── Material for the task ──

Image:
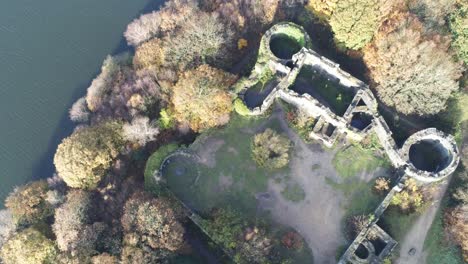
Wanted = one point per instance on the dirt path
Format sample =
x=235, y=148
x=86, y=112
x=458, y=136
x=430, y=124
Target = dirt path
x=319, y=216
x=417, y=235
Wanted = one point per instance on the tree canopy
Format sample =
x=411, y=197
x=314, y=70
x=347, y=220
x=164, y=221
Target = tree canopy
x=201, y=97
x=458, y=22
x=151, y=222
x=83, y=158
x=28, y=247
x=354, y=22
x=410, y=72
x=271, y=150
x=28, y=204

───
── Material for the task ──

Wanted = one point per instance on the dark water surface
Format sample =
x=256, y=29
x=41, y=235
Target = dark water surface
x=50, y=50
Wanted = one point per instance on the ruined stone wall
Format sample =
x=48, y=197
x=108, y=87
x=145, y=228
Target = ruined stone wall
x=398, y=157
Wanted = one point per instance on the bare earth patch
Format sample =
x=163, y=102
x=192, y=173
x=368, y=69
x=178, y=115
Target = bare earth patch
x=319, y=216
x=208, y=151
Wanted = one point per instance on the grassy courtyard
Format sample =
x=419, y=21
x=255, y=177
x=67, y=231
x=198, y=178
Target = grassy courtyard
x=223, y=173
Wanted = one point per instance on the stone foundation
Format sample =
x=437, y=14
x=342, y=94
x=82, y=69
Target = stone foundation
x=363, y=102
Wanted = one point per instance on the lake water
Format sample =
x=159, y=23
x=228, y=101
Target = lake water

───

▸ **Work order**
When a line in the records holds the string "lake", copy that line.

▸ **Result of the task**
Wanted = one point per instance on the lake water
Target = lake water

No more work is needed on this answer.